*** Extracted text Section Begins ***
Synagogue of Cordoba - C/ Judíos Cordoba 14001
At the prayer room, the Ark was located, where the “Torá” rolls (Jewish social and religious codes that have the character of a law) were carefully kept, rolled up in linen cloths and inside a box. The “Torá” was rolled up around two sticks or wood cylinders, known as the “Life Tree”. The ark was covered and hidden to the eyes of the faithful with the “paroket”, and in front of it the “bimah” was located. Some synagogues had stone benches placed along the walls where the faithful sat, although they usually sat on the floor and on mats. The older ones and the most important members of the community, sat in the first rows and the younger ones behind.
*** Extracted text Section Ends ***
:: Tasks ::
**A.** In the Cordoba synagogue text, what name was given to the two sticks or wood cylinders that the Torá was rolled around?
**B.** Reproduce everything in the Cordoba synagogue text from "Synagogue of Cordoba" down to "younger ones behind.".
**C.** Decide whether each statement agrees with the Cordoba synagogue text: (i) The Torá rolls were kept wrapped in linen cloths inside a box. (ii) The faithful usually sat on stone benches along the walls. (iii) The younger members of the community sat in the first rows.
*** Listed entries Section Begins ***
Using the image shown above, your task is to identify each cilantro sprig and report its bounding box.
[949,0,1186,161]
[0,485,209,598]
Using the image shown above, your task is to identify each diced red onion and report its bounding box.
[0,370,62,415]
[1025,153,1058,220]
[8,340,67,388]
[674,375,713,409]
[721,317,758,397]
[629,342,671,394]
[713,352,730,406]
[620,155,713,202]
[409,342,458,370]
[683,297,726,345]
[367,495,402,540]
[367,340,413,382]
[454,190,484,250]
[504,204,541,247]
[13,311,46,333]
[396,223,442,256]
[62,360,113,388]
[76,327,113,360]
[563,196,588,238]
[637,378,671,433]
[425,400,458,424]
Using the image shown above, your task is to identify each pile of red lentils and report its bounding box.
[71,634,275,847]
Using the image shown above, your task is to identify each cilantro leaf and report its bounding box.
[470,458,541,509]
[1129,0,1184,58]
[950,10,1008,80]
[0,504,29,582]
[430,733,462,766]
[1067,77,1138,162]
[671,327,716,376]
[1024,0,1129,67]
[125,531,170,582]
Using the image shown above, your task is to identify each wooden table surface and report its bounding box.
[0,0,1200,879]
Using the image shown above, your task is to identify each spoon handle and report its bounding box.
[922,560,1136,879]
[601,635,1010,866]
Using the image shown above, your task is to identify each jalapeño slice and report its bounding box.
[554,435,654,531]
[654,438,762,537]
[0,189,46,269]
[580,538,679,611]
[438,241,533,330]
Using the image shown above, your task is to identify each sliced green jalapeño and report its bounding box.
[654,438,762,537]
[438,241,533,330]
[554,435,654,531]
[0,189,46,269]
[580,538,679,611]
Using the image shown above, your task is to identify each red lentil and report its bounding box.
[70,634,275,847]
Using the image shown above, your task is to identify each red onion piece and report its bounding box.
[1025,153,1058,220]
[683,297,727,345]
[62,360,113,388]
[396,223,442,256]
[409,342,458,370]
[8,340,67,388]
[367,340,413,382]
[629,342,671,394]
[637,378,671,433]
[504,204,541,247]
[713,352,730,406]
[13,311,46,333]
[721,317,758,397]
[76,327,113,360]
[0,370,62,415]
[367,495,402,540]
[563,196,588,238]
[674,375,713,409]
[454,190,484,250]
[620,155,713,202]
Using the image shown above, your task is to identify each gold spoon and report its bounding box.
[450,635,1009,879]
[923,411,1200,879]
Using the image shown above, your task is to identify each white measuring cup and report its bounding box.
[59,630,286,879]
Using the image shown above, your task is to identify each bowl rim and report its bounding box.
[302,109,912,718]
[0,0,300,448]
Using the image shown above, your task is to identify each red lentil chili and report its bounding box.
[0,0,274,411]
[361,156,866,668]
*** Listed entries Section Ends ***
:: Answers to the exercise ::
**A.** They were known as the “Life Tree”.

**B.**
Synagogue of Cordoba - C/ Judíos Cordoba 14001
At the prayer room, the Ark was located, where the “Torá” rolls (Jewish social and religious codes that have the character of a law) were carefully kept, rolled up in linen cloths and inside a box. The “Torá” was rolled up around two sticks or wood cylinders, known as the “Life Tree”. The ark was covered and hidden to the eyes of the faithful with the “paroket”, and in front of it the “bimah” was located. Some synagogues had stone benches placed along the walls where the faithful sat, although they usually sat on the floor and on mats. The older ones and the most important members of the community, sat in the first rows and the younger ones behind.

**C.**
(i) Yes: "rolled up in linen cloths and inside a box"
(ii) No: "although they usually sat on the floor and on mats"
(iii) No: "The older ones and the most important members of the community, sat in the first rows and the younger ones behind."